Objective → Render the stretch from the line containing "Where can you spot the blue" through the end of the records as a JSON list of strings, one string per line, skipping any blank lines.

Dataset rows →
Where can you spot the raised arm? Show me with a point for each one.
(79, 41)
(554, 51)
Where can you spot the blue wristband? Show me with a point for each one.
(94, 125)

Problem solution →
[
  "Where can you spot the blue wristband? Show me with a point for each one.",
  "(94, 125)"
]